- **Document text**
(begin)

The mass affluent aren’t as affluent as they’re cracked up to be.

That’s one conclusion you might draw from a Bank of America Merrill Lynch survey released Monday. The bank is pushing a Web-based trading and advice service called Merrill Edge. It’s pitched at educated, online-savvy customers with investable assets of between $100,000 and $250,000.



In banks we trust, for whatever reason

That sounds like a decent-size nest egg and, by extension, a potential gold mine for BofA’s wealth managers. BofA says it has between 11 million and 12 million mass affluent customers on its rolls already, between its consumer banking and Global Wealth and Investment Management units.

“This is one of the fastest growing segments of the marketplace,” consumer banking chief Joe Price on a conference call Monday. “We’re trying to bring all the capabilities to bear on this from both sides of the house.”

But many customers aren’t keeping their investable assets invested, which could complicate the bank’s long-running effort to push more advice and financial planning services to this segment.

(end)

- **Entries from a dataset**
(begin)

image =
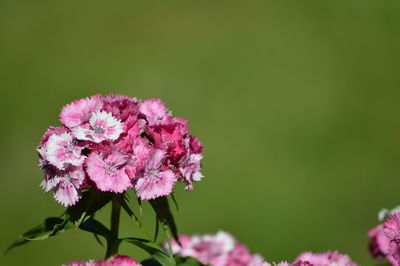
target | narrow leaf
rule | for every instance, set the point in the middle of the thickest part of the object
(40, 232)
(128, 210)
(96, 227)
(164, 214)
(187, 261)
(153, 249)
(91, 201)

(end)

- **Task prompt**
In one to three sentences, explain why the banking article says Bank of America's long-running effort to push more advice and financial planning services to the mass affluent could be complicated. The listing has no connection to the banking article.

- **Solution to this problem**
The effort could be complicated because many of these customers aren't keeping their investable assets invested.